* START RAW RECORDS *

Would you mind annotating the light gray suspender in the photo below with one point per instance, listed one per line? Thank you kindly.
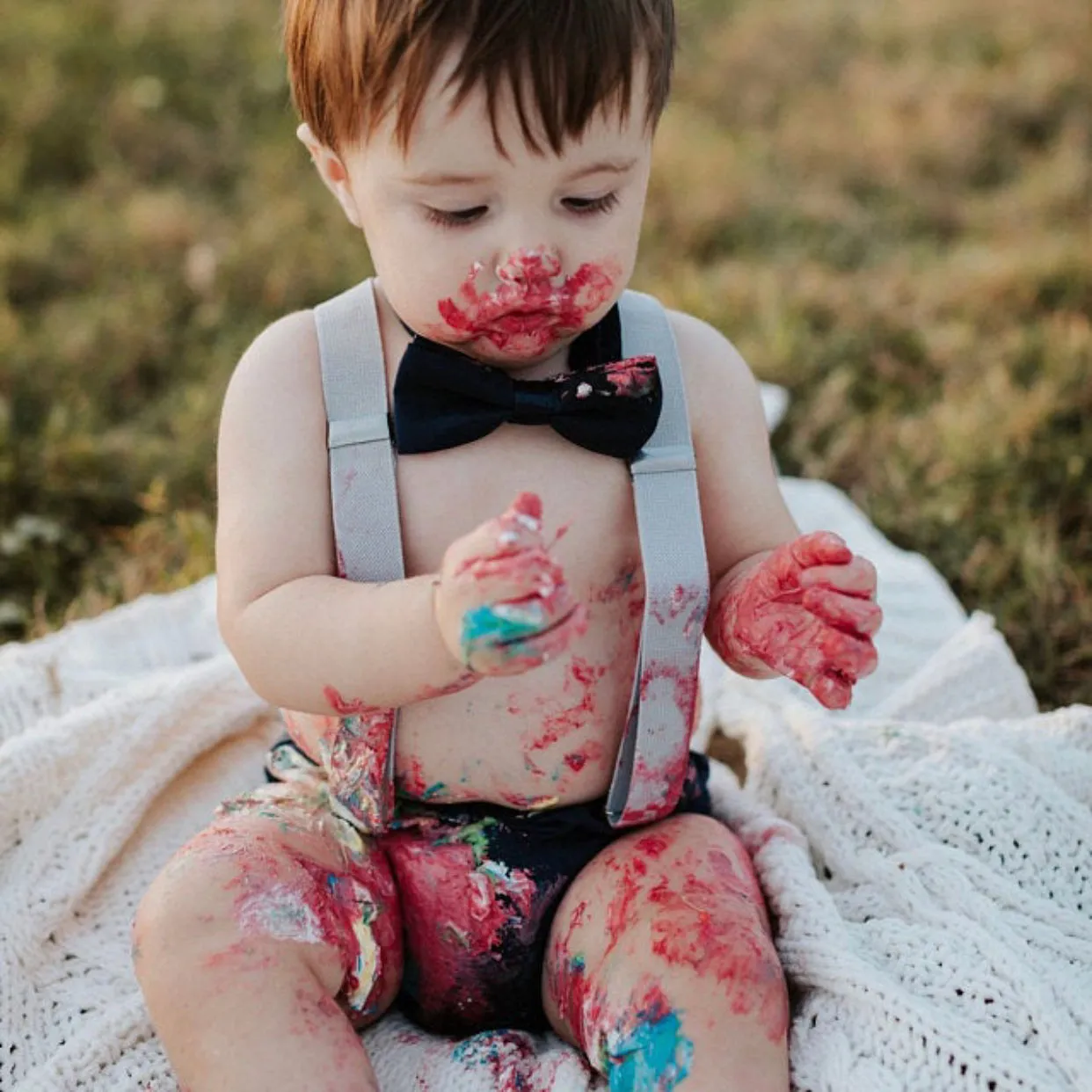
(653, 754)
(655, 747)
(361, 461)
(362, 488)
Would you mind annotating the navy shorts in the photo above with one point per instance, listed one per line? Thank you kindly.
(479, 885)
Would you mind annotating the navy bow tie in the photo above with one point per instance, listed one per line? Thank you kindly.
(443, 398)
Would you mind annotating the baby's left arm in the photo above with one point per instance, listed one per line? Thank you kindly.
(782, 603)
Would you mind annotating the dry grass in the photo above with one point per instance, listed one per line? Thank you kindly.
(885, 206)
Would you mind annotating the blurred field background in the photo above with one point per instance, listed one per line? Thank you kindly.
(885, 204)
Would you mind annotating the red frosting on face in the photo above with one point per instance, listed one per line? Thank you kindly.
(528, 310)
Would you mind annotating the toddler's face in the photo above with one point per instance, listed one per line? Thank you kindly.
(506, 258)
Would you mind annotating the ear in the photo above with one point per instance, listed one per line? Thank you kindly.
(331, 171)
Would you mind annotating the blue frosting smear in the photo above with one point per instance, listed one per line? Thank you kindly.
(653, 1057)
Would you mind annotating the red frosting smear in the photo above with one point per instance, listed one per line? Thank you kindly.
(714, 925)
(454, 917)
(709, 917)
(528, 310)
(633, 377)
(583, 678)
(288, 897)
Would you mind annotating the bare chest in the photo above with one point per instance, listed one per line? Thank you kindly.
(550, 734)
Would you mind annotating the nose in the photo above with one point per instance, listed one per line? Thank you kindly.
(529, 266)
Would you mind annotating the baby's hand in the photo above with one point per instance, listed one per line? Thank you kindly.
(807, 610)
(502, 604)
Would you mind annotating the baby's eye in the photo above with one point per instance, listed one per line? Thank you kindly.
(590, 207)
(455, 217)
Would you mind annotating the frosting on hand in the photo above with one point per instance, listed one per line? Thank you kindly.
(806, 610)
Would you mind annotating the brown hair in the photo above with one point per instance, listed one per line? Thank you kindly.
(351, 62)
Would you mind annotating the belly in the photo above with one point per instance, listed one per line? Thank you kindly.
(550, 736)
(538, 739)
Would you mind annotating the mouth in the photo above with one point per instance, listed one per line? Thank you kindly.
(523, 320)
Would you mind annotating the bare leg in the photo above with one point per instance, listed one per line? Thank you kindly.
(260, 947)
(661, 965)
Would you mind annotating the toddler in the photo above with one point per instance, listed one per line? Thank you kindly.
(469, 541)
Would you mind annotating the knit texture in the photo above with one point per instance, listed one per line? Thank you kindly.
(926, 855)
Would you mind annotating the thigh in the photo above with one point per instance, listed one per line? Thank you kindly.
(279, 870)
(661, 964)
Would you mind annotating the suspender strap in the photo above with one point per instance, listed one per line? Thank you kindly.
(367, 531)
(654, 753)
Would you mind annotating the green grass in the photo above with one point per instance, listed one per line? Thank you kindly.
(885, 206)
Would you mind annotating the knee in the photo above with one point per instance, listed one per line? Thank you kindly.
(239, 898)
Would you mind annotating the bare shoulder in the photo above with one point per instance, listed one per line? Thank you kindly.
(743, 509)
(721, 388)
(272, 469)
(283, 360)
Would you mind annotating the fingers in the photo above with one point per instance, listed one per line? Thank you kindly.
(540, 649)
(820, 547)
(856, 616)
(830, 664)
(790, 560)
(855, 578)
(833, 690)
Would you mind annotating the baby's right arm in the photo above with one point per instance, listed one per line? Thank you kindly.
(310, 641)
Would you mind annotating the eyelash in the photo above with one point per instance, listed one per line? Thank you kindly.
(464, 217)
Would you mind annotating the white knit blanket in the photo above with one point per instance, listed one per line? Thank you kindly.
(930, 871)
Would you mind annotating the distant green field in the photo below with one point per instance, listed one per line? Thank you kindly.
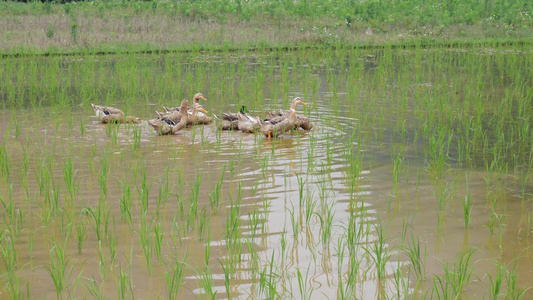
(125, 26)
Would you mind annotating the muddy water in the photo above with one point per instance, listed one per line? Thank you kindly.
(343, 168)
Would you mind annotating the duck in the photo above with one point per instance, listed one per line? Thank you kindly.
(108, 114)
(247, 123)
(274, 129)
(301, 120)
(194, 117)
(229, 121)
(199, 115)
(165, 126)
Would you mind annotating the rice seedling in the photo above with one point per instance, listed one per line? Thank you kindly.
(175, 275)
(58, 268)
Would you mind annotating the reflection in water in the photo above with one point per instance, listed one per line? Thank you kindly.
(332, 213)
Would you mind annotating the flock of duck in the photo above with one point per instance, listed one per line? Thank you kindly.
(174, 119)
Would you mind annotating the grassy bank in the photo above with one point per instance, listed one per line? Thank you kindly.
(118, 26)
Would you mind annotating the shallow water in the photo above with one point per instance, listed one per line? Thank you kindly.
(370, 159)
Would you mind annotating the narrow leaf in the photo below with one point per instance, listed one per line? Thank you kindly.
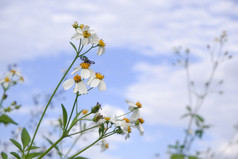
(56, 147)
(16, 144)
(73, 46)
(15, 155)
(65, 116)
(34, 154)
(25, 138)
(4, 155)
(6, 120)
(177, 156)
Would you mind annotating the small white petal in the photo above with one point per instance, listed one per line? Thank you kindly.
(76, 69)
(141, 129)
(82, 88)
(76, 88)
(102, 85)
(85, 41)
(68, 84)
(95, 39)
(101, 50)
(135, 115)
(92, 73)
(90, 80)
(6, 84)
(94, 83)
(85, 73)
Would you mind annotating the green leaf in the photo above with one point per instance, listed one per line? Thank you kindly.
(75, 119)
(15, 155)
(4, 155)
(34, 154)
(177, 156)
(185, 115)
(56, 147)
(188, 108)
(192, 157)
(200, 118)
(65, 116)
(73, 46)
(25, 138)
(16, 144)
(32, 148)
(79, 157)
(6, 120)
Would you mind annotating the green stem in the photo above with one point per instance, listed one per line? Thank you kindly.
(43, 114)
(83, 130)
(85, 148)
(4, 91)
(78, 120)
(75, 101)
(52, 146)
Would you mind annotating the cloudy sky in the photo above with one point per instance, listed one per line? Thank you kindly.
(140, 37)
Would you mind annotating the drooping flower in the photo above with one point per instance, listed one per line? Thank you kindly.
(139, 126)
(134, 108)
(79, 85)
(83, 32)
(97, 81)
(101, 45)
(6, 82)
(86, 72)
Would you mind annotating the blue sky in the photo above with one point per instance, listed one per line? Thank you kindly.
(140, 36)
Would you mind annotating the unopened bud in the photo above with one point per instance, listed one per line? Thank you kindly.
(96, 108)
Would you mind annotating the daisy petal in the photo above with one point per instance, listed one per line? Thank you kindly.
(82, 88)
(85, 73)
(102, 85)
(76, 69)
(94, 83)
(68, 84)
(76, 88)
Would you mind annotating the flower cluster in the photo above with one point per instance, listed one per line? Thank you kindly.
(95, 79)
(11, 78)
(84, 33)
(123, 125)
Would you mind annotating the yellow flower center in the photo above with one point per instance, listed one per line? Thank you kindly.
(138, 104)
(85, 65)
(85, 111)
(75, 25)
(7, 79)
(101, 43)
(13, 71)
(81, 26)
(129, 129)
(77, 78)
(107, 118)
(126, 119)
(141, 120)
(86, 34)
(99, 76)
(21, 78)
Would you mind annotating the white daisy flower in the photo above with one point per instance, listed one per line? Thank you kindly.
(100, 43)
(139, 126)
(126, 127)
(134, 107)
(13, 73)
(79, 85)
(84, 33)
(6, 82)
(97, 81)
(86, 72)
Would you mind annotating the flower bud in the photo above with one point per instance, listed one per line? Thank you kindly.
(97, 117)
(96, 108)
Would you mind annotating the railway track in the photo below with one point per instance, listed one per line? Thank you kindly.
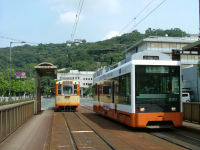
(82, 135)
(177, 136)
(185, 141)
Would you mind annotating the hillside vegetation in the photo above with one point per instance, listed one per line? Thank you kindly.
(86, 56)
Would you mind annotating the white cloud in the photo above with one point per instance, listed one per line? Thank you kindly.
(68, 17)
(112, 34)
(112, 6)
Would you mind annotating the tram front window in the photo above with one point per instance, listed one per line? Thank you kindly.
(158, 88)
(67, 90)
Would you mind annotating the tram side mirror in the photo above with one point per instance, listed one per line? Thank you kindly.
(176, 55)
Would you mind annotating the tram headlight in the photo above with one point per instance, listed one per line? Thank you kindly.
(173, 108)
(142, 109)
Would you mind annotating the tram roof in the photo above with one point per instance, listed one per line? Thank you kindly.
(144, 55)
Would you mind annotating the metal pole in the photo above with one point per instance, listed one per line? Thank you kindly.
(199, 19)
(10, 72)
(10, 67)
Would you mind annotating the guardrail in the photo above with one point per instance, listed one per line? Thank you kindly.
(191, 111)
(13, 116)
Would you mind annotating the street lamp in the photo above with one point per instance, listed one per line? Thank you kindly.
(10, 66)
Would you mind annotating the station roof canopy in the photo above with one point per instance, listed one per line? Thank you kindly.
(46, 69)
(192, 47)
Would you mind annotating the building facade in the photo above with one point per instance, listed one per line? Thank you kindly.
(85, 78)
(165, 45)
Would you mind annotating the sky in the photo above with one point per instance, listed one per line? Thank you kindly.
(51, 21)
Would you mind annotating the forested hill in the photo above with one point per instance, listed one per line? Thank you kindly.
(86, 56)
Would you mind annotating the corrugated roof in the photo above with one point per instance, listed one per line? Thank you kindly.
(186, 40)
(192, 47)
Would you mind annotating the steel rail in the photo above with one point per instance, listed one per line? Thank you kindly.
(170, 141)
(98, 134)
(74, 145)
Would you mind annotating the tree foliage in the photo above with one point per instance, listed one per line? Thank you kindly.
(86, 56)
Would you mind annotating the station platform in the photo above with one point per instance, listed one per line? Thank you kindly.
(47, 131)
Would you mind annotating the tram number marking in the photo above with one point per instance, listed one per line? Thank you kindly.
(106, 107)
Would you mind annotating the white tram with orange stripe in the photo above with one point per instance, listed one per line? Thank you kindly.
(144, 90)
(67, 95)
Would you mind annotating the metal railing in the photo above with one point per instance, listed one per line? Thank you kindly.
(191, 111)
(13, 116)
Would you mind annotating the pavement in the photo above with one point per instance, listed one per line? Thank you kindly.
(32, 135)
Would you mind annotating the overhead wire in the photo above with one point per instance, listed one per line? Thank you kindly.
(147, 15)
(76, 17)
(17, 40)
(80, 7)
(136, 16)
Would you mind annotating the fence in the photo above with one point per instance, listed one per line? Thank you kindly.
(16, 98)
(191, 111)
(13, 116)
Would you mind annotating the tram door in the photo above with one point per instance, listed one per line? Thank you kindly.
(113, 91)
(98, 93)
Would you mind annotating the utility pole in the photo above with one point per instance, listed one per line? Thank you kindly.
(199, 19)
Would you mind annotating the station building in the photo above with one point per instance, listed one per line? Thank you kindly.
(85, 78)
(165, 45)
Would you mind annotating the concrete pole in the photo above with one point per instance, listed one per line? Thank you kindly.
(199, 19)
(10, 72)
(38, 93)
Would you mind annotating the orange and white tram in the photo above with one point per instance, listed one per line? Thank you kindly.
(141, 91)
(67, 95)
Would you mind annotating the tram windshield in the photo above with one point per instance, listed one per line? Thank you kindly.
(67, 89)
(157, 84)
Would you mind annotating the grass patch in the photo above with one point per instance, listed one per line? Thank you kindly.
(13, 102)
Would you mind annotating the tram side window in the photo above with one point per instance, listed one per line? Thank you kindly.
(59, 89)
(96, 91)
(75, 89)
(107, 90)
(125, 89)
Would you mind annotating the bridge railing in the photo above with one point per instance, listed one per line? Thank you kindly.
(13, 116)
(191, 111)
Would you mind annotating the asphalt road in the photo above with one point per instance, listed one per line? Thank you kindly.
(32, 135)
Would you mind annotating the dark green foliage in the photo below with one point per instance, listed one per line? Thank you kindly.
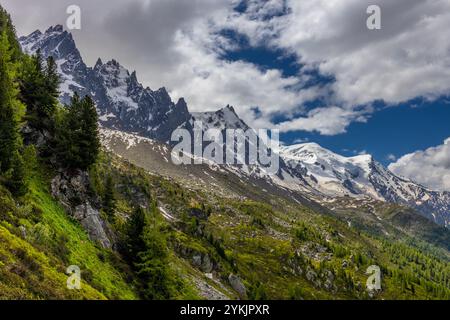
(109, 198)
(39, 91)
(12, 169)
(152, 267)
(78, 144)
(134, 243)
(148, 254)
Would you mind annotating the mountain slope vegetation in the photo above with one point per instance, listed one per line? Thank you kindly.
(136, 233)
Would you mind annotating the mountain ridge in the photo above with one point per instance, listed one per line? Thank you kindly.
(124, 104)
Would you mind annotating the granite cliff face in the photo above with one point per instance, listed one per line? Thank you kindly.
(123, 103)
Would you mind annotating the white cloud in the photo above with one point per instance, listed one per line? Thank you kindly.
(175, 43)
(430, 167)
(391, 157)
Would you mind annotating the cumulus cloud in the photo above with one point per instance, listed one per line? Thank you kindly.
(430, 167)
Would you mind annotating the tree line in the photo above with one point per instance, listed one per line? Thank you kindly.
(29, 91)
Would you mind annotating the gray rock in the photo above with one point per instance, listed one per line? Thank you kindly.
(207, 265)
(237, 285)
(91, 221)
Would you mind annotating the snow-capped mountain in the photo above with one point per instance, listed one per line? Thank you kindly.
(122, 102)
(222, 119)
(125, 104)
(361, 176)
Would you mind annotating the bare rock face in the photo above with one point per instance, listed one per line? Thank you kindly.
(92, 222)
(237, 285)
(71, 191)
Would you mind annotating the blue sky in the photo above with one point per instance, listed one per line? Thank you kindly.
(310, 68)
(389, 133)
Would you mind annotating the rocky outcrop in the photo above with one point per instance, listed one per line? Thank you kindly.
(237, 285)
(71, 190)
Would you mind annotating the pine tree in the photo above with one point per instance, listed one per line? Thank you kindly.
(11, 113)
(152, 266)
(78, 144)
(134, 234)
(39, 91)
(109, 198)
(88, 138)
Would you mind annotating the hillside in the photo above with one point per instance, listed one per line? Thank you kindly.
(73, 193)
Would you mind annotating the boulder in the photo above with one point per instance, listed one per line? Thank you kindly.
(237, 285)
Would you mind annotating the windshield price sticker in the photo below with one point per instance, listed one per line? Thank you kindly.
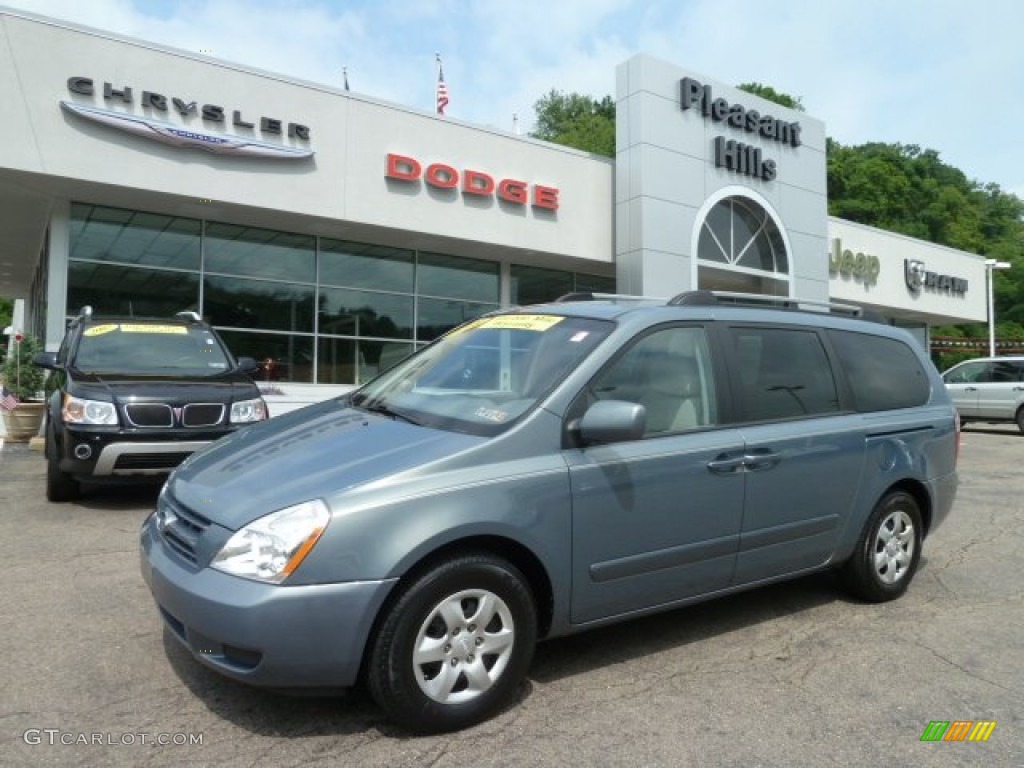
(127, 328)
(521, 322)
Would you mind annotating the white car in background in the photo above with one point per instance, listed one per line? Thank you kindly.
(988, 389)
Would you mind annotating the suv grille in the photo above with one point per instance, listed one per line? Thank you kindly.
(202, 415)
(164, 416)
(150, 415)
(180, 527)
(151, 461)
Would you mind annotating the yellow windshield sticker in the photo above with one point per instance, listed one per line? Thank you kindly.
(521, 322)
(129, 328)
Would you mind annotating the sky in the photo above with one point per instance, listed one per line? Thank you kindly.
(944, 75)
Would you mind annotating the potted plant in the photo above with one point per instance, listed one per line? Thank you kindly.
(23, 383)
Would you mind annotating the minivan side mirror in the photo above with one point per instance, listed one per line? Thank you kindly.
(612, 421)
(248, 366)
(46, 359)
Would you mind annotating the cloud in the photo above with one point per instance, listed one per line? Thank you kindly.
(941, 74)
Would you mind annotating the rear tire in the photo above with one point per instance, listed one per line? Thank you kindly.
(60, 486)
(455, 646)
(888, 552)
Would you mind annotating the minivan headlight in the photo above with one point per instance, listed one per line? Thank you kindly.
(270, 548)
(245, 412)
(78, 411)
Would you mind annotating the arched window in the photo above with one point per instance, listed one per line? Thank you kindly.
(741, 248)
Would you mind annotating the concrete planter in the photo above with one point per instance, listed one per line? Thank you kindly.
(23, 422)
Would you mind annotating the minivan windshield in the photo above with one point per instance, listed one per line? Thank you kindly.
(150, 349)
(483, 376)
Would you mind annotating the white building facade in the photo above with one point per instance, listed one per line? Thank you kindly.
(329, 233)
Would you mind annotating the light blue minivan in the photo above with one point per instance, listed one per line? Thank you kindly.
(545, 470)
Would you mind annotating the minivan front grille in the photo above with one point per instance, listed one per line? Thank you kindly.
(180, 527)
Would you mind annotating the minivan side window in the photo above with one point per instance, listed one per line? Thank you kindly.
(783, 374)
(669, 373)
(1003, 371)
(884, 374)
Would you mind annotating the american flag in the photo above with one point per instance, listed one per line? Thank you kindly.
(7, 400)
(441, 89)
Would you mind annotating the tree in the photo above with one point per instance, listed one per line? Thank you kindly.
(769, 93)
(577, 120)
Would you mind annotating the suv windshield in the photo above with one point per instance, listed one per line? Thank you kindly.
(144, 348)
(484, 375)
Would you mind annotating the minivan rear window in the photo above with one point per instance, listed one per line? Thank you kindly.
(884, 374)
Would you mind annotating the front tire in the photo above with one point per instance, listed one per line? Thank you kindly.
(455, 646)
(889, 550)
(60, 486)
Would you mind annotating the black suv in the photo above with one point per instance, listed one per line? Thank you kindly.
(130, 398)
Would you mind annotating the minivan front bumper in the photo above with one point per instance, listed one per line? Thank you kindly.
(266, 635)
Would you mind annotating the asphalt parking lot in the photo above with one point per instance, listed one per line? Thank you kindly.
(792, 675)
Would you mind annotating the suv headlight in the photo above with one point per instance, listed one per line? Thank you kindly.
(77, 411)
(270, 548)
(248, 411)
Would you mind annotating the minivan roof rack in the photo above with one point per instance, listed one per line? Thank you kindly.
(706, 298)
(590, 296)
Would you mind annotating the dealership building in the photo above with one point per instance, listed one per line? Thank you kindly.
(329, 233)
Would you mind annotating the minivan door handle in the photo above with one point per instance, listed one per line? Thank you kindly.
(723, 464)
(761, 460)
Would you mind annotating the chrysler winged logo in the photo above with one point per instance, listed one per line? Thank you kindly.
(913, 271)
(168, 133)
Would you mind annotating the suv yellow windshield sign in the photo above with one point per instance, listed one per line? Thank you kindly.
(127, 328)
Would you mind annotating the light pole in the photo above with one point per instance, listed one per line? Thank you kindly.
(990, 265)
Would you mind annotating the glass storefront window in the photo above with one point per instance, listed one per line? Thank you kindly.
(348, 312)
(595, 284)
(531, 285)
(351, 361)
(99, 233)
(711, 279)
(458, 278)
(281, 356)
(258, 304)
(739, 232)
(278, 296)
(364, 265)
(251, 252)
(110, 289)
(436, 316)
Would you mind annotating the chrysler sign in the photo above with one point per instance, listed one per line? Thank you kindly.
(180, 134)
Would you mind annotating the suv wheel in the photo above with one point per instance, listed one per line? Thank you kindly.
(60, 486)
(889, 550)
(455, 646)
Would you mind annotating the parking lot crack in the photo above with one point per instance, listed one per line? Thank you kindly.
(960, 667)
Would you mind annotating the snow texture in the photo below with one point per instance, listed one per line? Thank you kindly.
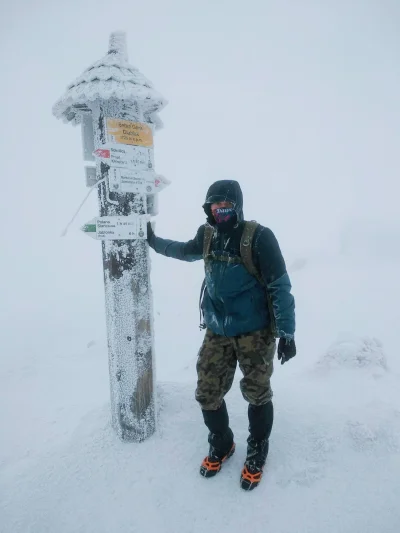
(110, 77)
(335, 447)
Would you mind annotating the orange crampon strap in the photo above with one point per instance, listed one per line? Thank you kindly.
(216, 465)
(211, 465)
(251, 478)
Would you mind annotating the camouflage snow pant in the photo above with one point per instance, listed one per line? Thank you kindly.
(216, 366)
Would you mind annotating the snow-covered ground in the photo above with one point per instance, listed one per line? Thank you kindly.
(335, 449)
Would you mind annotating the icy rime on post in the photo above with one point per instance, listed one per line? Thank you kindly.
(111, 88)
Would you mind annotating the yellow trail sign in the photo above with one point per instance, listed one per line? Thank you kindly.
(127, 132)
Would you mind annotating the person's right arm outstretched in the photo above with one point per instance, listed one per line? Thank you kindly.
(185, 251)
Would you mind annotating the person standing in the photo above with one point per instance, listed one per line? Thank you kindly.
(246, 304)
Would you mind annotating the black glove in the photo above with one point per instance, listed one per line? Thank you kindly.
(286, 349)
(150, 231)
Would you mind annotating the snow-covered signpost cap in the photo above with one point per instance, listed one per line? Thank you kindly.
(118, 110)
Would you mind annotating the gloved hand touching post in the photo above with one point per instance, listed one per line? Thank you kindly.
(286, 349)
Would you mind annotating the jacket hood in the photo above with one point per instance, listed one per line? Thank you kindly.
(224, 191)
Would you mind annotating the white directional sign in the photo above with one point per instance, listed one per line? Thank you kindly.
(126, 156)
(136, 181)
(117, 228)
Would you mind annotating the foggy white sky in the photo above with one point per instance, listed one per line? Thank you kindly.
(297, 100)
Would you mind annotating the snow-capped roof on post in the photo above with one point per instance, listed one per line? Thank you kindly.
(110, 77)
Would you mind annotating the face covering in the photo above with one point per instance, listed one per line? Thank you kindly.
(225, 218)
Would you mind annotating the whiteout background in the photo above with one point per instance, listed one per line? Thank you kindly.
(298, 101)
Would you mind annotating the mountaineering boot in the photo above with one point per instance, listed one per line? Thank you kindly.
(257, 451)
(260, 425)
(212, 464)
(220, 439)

* END RAW RECORDS *

* [AIM]:
Begin with the line that contains "Would you mind annotating the person standing" and quote each line after it exactly, stopping after the last line of the data.

* [THE OUTPUT]:
Would you mind annotating the person standing in the photo above with one point per instance, listed one per line? Thank you kindly.
(246, 304)
Would you mind annotating the black glove in the photo above with one point per instance, listed one per line? Thank you kindly.
(286, 349)
(150, 231)
Would you mind annotating the snow-covered signpost cap in the photo above with one point per instance, listed one per line? Thank you kindly.
(118, 110)
Would you mind annotating the gloved hand touching post in the photo above with one point per instance, listed one per line? Thank you kindly.
(286, 349)
Would you mind annotating the jacket hood in the photo above with one point per instance, listed one per line? Thank you kindly.
(224, 191)
Would you mind annotating the white directional sign in the photo above with one point per instance, listed one per line? Thank you kindly.
(126, 156)
(136, 181)
(117, 228)
Would you mind annotating the foggy white sky in the photo above with one point per instance, listed one per line? Thank you kindly.
(297, 100)
Would you mind annotating the snow-capped roof on post in the photo above with one point per instance, listed one per line? Thank you kindly.
(110, 77)
Would you mind annotating the face covering in the photo above with one point per instance, listed one per line? Thank you kindly.
(225, 218)
Would you mind annotating the whiteout background in the photo above with one point per instance, listed one per line? Thank you kindly.
(298, 101)
Would you mind annotating the mountaineering boot in the photo above with one point per instance, listed one per line? Thank you kindly.
(257, 451)
(260, 425)
(212, 464)
(220, 439)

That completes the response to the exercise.